# Document extract start
Mexico-US migration slips after 40 years of growth
Tougher US border enforcement has kept away some illegal migrants
The rate of Mexican immigration to the US has stalled or maybe even gone into reverse, an analysis shows, ending a four-decade-long trend.
A Pew Hispanic Center study shows immigration began to slow five years ago and may have reversed by 2010.
Economic factors, increased border control, and lower Mexican birth rates were all cited as factors.
More than 12 million migrants entered the US from Mexico since 1970, more than half legally, the report says.
"Looking back over the entire span of US history, no country has ever seen as many of its people immigrate to this country as Mexico has in the past four decades," the report's authors note.
However, figures clearly show major changes to the long-term trend over the years 2005-2010.
A decade earlier, from 1995-2000, some 2.9 million Mexicans arrived in the US, with just 670,000 people leaving the country for Mexico - a net influx to the US of more than 2.2 million people.
Between 2005-2010, though, just 1.37 million arrived from Mexico - and 1.39 million left to cross the southern border.
"While it is not possible to say so with certainty, the trend lines within this latest five-year period suggest that return flow to Mexico probably exceeded the inflow from Mexico during the past year or two."
DeportationThe downward trend includes a sharp reduction in the number of illegal Mexican migrants living in the US, the report says.
The numbers of unauthorised Mexicans living in the US fell from nearly seven million in 2007 to 6.1 million in 2011, according to estimates based on US census data.
During those years the numbers of legal Mexican migrants in the US rose slightly, increasing by 200,000 to 5.8 million.
# Document extract end
_Task instructions_:
1 > In the article on Mexico-US migration, how many Mexicans arrived in the US between 2005 and 2010?
2 > List every factor that the article on Mexico-US migration gives for the slowdown in immigration.
3 > Continue the article on Mexico-US migration from its final sentence.
# Data shown start
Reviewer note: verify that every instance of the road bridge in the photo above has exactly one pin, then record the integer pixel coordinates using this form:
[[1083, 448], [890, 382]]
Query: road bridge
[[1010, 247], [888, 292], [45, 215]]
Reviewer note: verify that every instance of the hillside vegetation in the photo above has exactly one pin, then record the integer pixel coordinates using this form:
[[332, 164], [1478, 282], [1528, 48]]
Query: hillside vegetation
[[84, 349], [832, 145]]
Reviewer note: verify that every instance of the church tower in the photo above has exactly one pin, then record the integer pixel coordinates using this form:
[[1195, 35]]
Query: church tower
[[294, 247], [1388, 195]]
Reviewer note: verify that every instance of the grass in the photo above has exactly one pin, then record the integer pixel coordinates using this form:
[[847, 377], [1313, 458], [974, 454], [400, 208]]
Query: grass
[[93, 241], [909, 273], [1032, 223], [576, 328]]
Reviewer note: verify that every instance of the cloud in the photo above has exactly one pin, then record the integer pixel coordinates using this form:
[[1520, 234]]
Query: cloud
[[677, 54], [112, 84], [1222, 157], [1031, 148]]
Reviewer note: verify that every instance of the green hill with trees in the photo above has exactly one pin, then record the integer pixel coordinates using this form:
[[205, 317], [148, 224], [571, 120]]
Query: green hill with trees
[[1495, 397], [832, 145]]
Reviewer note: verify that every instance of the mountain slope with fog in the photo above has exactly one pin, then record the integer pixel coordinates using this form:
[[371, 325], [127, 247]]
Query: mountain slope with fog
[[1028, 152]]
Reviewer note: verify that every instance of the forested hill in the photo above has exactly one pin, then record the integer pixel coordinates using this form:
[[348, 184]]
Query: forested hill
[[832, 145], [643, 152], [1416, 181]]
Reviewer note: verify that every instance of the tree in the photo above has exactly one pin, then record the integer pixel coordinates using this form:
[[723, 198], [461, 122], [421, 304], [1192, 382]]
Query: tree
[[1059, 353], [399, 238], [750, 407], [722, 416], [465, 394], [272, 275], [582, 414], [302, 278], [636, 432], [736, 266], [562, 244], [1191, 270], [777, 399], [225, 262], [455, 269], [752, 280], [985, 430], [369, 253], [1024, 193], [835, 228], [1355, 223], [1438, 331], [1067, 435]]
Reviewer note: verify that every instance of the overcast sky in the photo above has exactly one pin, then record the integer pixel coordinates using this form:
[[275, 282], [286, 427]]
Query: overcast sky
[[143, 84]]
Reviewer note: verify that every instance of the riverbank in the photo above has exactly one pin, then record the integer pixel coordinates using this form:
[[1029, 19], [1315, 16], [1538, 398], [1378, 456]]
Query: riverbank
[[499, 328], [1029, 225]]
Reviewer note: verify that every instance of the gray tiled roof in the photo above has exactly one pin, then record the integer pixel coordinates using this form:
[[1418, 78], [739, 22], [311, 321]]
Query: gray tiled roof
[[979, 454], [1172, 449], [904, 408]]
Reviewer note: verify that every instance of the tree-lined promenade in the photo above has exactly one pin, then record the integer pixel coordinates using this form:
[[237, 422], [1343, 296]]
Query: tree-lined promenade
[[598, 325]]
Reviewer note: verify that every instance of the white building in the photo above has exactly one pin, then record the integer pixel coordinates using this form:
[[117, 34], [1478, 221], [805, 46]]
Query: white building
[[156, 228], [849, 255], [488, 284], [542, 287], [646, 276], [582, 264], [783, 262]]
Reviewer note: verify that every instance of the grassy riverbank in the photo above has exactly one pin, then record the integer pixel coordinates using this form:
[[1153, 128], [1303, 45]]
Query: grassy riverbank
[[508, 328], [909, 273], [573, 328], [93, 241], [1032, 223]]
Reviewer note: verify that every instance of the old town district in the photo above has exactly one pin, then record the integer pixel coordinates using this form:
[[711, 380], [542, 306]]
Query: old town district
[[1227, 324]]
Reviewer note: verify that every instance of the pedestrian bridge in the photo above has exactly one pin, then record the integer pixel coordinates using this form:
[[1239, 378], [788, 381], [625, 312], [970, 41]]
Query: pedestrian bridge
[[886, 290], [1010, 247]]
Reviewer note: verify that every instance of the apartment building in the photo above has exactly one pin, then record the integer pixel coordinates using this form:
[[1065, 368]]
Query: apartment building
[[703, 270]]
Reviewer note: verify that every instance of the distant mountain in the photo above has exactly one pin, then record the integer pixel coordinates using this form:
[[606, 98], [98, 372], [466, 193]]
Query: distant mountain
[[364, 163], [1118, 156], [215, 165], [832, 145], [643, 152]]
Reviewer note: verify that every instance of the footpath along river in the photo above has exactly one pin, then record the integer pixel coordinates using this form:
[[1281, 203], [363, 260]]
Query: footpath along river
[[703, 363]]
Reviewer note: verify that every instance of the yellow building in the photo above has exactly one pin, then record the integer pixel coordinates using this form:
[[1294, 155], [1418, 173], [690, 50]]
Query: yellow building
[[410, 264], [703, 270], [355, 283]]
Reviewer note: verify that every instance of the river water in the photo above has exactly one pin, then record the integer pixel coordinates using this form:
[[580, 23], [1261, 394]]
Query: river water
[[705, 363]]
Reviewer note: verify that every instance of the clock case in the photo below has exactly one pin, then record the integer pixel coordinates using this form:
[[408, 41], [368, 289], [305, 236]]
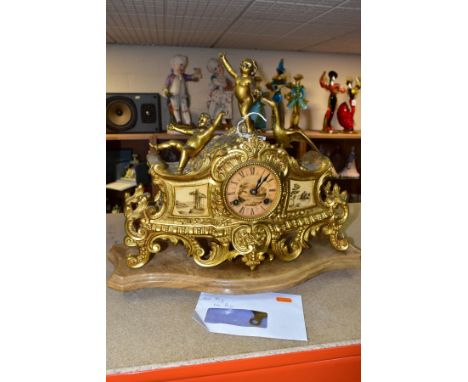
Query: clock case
[[190, 208]]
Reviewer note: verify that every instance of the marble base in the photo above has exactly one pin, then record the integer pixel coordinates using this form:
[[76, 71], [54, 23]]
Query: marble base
[[172, 268]]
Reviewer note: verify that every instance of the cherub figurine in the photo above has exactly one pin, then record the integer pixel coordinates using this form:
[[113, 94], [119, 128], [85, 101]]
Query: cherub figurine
[[334, 89], [276, 85], [243, 83], [221, 89], [176, 89], [346, 111], [296, 99], [200, 136]]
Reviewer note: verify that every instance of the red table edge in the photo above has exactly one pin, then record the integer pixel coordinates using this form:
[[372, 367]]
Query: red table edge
[[239, 365]]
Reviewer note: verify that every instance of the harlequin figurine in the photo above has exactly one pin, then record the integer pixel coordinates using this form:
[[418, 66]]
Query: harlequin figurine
[[221, 89], [350, 170], [258, 106], [334, 89], [296, 99], [346, 110], [176, 89], [199, 137], [277, 83], [243, 83]]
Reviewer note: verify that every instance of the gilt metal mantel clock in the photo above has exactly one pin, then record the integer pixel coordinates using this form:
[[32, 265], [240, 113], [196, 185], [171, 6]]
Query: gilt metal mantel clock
[[236, 196]]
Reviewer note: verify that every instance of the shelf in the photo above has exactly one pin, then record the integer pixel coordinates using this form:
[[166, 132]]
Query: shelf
[[317, 134], [314, 134]]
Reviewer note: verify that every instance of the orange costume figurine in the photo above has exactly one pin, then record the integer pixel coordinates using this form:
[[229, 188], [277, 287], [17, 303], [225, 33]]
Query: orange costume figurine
[[334, 89], [243, 83], [346, 111]]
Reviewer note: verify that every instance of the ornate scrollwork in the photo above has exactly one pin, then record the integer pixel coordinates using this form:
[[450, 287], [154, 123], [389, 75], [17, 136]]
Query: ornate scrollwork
[[223, 165], [336, 201], [247, 238], [276, 157], [253, 146], [134, 211]]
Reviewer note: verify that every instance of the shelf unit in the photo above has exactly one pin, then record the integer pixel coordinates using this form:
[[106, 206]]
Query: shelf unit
[[149, 136]]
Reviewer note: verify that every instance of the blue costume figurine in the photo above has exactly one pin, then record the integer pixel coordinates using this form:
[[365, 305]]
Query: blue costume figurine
[[277, 83], [297, 101]]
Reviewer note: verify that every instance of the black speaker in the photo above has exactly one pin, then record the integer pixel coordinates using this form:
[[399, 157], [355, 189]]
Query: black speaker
[[133, 113]]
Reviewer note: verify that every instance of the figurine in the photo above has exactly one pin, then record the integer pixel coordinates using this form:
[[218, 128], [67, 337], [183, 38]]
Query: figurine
[[176, 89], [296, 100], [258, 107], [285, 136], [130, 173], [221, 89], [334, 89], [346, 111], [243, 82], [350, 170], [277, 83], [199, 138]]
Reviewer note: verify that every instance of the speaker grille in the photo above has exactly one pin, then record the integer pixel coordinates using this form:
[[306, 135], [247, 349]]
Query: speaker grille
[[121, 113]]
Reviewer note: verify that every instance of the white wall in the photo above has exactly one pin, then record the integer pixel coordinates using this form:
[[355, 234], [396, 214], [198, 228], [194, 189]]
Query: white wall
[[144, 69]]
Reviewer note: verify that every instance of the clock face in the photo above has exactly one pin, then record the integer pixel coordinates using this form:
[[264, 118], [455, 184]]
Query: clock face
[[252, 191]]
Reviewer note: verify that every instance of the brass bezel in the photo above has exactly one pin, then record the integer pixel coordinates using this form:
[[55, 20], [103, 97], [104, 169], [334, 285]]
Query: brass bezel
[[274, 205]]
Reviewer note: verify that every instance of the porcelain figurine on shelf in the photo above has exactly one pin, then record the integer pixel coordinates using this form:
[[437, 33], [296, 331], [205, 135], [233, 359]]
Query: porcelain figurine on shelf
[[258, 106], [297, 101], [346, 110], [221, 90], [350, 170], [278, 82], [176, 89], [283, 136], [243, 83], [199, 137], [334, 88]]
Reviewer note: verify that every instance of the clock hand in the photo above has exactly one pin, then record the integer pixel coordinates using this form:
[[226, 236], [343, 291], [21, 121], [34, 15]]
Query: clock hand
[[253, 191], [263, 181]]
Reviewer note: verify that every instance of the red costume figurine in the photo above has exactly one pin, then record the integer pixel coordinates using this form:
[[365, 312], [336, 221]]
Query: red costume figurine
[[346, 111], [334, 89]]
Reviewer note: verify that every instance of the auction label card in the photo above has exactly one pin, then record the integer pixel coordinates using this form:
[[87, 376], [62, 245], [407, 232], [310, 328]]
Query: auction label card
[[271, 315]]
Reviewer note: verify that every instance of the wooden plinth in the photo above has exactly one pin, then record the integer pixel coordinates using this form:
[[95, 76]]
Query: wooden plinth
[[172, 268]]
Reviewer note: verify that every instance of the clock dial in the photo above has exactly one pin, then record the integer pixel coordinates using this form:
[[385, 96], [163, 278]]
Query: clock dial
[[252, 191]]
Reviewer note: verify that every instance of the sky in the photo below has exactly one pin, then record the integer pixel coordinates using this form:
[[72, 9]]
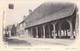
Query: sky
[[21, 8]]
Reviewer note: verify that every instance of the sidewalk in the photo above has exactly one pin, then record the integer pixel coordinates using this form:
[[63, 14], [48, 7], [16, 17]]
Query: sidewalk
[[50, 41]]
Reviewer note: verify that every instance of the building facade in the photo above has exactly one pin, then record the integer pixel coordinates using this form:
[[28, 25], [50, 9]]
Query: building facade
[[53, 20]]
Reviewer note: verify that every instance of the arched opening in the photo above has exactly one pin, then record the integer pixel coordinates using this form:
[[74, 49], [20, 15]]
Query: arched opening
[[65, 29]]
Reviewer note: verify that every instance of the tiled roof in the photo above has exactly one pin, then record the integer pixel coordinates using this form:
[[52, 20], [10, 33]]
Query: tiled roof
[[50, 11]]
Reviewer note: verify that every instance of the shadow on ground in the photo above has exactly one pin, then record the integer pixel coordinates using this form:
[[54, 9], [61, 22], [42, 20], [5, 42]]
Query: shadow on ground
[[18, 42]]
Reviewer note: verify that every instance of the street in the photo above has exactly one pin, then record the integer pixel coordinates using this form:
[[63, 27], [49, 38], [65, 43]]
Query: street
[[18, 41]]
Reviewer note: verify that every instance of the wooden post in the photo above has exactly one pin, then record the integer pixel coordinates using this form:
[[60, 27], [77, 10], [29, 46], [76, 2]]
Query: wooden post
[[43, 30], [59, 29], [36, 32], [54, 29], [71, 28], [31, 32], [77, 25], [49, 30]]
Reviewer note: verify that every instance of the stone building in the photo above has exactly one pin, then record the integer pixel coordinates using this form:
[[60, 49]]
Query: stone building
[[53, 20]]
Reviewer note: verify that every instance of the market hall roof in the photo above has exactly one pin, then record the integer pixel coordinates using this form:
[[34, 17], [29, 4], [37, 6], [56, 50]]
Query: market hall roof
[[50, 11]]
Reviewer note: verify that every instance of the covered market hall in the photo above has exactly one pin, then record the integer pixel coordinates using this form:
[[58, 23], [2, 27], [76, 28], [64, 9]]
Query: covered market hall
[[53, 20]]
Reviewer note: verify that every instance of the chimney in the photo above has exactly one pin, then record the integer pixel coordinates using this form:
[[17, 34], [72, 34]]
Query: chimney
[[30, 11]]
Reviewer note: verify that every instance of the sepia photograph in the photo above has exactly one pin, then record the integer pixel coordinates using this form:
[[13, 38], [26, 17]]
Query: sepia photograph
[[46, 25]]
# Data shown end
_Answer list_:
1 > 1.37 million

2 >
- Economic factors
- Increased border control
- Lower Mexican birth rates

3 >
The data tallies with previous figures released by the US government that showed the Obama administration deporting record numbers of illegal immigrants for three successive years from 2009.
According to data in the Pew report, a "significant minority" of the 1.3 million people - between 5% and 35% - who left the US for Mexico did not leave the country voluntarily.
The issue of immigration is a sensitive one in a presidential election year.
New immigration laws in several states, including Alabama and Arizona, have placed a heavy focus on efforts to crack down on illegal immigration by requiring individuals to present valid US documents.
Backers of the new laws say the requirement to present documents encourages people without the legal right to be in the US to leave the country of their own accord.
That process of attrition was referred to as "self-deportation" during this year's Republican primary season.
Arizona's law is being challenged in the US Supreme Court on Wednesday.
Presumptive Republican nominee Mitt Romney polls badly among Latino voters, while President Barack Obama generally retains broad support despite his stern deportation policy.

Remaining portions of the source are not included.